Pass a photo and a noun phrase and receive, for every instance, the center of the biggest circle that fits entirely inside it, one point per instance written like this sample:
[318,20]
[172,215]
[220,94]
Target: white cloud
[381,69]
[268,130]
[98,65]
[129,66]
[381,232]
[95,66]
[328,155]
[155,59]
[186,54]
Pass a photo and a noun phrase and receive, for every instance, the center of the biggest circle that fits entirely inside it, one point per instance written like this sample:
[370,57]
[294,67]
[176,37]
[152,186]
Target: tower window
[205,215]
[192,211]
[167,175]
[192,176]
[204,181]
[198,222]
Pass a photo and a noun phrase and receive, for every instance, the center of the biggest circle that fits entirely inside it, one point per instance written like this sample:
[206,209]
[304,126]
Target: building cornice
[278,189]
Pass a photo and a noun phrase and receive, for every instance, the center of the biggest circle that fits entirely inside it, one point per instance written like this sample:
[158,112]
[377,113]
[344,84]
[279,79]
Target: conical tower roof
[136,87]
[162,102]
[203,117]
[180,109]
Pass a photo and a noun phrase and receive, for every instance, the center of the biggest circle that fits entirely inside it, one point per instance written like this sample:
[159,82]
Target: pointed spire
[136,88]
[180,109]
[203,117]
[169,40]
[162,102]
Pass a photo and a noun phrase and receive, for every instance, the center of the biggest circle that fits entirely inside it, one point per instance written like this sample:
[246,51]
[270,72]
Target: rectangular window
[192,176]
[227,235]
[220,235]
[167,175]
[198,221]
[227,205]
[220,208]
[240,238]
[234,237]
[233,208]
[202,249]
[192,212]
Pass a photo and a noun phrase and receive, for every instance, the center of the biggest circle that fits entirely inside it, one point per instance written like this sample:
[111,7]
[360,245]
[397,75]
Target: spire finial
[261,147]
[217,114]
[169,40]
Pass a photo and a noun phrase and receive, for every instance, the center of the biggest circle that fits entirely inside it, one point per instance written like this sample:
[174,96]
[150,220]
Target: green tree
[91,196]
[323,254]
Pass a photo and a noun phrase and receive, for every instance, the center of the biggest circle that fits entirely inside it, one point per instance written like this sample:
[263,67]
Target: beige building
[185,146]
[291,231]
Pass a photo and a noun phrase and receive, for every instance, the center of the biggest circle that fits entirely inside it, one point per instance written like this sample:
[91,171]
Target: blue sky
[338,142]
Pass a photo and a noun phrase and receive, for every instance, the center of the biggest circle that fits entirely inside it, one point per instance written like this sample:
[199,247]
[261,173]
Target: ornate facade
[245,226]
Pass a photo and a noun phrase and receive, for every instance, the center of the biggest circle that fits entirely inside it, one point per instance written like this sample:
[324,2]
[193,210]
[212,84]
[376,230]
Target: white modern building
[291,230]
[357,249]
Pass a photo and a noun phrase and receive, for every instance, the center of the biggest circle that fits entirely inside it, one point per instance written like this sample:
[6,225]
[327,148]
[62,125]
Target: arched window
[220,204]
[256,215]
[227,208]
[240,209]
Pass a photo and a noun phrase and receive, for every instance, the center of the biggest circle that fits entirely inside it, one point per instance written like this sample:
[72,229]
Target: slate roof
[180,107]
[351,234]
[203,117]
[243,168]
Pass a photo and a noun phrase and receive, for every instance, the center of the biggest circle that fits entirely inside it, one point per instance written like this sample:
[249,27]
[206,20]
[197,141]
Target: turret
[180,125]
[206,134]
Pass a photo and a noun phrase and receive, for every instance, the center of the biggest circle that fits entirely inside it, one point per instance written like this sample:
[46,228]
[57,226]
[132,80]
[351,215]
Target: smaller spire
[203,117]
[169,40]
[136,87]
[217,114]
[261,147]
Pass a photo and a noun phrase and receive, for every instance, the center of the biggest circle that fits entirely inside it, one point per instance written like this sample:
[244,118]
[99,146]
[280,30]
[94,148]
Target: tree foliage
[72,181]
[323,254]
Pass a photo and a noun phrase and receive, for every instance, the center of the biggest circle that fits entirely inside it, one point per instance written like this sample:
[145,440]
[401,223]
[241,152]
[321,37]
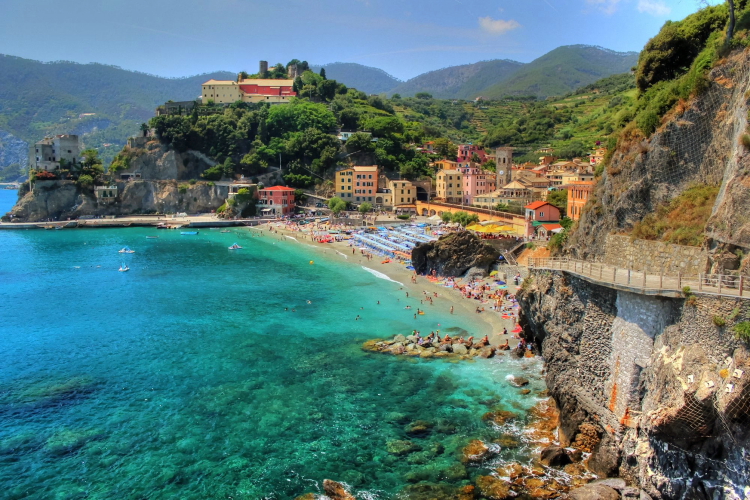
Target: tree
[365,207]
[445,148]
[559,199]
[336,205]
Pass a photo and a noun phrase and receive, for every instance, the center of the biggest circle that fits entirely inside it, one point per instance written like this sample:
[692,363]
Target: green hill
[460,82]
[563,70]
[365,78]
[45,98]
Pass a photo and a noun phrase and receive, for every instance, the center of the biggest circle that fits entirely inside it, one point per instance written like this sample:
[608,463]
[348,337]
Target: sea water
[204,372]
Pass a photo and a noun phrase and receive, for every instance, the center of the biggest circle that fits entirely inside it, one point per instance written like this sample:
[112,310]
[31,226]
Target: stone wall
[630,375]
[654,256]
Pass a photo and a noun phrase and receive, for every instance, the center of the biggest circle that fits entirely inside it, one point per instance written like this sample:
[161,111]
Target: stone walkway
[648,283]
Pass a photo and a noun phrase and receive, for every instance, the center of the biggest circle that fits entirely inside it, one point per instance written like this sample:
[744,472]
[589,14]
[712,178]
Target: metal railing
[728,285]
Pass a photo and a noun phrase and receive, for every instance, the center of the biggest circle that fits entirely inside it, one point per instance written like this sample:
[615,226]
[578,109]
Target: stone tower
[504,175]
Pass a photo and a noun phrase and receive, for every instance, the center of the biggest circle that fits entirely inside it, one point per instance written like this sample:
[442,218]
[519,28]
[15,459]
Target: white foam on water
------------------------------
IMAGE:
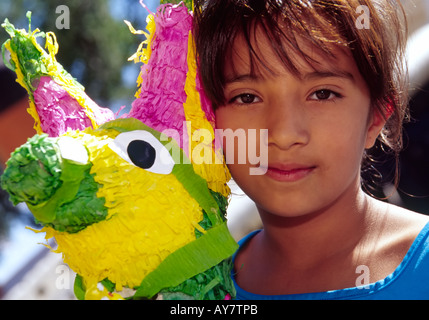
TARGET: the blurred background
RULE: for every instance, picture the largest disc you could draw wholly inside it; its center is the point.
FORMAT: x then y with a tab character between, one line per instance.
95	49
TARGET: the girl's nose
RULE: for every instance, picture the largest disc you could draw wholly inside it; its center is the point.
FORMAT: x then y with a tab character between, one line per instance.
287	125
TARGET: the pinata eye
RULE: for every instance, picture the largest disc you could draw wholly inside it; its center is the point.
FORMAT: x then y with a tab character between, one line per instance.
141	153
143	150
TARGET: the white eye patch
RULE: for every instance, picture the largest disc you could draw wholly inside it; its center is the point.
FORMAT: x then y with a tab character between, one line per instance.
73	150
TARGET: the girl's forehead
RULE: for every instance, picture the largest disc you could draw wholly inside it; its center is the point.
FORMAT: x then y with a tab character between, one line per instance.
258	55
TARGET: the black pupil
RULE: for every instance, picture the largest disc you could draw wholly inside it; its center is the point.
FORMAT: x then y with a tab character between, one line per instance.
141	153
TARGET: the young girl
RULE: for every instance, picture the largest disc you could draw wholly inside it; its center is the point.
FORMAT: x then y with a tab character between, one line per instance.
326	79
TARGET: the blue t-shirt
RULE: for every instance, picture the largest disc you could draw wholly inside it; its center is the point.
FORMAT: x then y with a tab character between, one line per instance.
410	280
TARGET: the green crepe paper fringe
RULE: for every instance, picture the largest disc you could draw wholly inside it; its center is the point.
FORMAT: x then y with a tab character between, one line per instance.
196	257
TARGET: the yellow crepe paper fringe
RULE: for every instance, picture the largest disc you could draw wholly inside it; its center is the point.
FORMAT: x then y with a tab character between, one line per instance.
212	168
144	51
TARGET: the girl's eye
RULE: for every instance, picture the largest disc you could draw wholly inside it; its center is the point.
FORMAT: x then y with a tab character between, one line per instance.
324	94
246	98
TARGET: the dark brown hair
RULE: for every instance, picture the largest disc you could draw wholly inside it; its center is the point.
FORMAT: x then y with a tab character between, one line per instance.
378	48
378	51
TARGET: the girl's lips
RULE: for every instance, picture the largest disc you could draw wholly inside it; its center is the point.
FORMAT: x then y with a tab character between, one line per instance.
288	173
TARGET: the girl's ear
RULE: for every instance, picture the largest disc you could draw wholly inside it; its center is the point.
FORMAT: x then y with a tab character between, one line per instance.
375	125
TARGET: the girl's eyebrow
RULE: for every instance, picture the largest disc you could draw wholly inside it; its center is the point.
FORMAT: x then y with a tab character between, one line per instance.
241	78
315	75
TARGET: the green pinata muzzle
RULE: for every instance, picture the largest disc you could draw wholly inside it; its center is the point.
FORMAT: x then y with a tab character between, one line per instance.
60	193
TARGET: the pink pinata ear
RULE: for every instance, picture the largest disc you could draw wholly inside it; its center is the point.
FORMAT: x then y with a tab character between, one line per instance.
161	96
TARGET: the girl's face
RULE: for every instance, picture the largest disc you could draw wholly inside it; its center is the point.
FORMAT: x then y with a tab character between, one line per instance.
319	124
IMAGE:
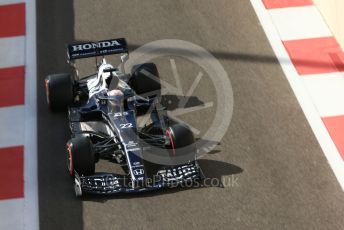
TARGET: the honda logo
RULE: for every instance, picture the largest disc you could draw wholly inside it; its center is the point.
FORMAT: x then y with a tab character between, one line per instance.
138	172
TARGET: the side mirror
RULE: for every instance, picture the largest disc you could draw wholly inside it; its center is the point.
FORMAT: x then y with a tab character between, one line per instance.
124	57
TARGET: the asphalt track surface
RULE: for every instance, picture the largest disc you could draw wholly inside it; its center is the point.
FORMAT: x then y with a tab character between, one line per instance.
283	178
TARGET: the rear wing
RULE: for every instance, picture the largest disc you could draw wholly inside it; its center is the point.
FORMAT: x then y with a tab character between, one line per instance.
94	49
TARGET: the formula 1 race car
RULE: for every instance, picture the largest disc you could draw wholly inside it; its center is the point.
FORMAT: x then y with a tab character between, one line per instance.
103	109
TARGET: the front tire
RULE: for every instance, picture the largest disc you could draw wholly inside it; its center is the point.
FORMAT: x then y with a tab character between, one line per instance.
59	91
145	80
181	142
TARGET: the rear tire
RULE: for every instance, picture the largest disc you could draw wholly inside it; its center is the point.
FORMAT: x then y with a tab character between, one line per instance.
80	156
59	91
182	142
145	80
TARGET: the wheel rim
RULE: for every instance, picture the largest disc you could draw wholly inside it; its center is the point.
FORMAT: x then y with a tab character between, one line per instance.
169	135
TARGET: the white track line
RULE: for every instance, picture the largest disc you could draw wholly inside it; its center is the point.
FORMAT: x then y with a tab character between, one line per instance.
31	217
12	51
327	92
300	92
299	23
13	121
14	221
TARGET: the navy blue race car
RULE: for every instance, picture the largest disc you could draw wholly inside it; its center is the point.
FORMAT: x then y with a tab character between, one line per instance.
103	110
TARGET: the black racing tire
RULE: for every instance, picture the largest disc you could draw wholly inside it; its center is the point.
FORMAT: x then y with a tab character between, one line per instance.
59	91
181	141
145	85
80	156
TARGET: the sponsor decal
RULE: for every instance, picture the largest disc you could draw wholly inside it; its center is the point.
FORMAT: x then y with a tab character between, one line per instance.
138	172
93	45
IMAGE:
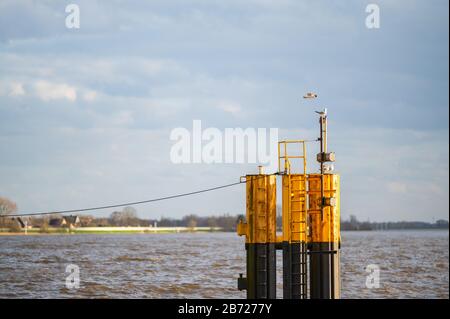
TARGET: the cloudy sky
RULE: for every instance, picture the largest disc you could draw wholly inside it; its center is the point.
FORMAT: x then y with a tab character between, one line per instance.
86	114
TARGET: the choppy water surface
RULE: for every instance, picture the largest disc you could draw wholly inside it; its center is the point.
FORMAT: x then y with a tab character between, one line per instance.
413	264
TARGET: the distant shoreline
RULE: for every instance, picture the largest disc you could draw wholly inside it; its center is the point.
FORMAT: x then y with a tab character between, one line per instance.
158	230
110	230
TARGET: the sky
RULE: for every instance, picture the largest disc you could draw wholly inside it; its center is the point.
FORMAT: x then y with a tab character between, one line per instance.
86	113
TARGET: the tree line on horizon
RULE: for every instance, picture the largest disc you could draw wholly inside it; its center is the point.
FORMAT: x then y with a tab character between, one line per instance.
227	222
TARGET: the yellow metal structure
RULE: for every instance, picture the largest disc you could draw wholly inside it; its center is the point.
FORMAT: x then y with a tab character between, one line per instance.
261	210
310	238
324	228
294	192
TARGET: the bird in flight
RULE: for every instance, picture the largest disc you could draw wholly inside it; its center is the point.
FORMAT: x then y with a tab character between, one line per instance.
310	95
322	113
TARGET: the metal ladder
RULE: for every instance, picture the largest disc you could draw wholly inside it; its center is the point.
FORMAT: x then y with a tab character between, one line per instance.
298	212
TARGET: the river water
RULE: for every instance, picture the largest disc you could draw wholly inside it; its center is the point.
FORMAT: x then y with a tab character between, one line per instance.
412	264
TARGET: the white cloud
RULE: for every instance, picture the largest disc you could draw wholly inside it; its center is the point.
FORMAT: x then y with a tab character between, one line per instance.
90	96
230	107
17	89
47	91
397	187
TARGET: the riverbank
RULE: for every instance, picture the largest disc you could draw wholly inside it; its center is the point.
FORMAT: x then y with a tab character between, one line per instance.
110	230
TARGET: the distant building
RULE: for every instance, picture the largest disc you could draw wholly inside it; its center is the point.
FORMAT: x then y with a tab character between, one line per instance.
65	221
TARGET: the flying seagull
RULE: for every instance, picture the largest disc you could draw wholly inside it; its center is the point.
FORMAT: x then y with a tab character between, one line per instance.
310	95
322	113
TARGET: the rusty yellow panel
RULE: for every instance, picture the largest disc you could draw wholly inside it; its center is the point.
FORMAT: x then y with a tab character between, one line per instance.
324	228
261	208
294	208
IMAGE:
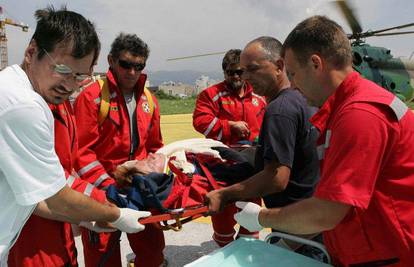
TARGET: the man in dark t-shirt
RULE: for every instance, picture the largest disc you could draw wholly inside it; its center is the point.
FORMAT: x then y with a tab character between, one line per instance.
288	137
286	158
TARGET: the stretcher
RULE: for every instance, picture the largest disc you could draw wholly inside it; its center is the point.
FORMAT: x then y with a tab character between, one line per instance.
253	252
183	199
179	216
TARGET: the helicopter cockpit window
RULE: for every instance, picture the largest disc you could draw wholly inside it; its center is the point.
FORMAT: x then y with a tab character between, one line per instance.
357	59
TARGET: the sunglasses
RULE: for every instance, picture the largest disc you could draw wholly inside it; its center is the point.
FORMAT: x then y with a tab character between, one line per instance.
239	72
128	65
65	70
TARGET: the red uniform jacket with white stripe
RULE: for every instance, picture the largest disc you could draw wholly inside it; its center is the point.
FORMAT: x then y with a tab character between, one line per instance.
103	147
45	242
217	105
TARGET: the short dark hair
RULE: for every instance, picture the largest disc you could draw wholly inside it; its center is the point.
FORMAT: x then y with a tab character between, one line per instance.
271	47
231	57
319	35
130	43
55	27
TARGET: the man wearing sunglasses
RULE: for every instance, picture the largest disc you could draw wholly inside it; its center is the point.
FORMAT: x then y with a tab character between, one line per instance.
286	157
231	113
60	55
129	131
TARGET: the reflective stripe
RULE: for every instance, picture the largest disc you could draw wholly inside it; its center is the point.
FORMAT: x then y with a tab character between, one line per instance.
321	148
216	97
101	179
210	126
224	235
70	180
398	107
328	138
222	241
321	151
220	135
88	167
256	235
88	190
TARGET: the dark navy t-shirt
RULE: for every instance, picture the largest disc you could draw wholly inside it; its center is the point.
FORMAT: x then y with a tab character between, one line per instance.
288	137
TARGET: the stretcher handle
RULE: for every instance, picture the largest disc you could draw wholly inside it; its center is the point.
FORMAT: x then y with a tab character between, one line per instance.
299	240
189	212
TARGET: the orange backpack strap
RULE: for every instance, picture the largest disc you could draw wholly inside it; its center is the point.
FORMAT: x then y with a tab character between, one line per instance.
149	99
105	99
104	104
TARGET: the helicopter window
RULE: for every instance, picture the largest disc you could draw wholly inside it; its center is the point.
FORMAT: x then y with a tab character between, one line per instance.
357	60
------------------------------
* EXERCISE OBJECTIVE *
The lines you need are those with the word "hair"; list them from the entries.

* TASK RESPONSE *
TARGET: the dark brown hair
TARGET: the short dark hair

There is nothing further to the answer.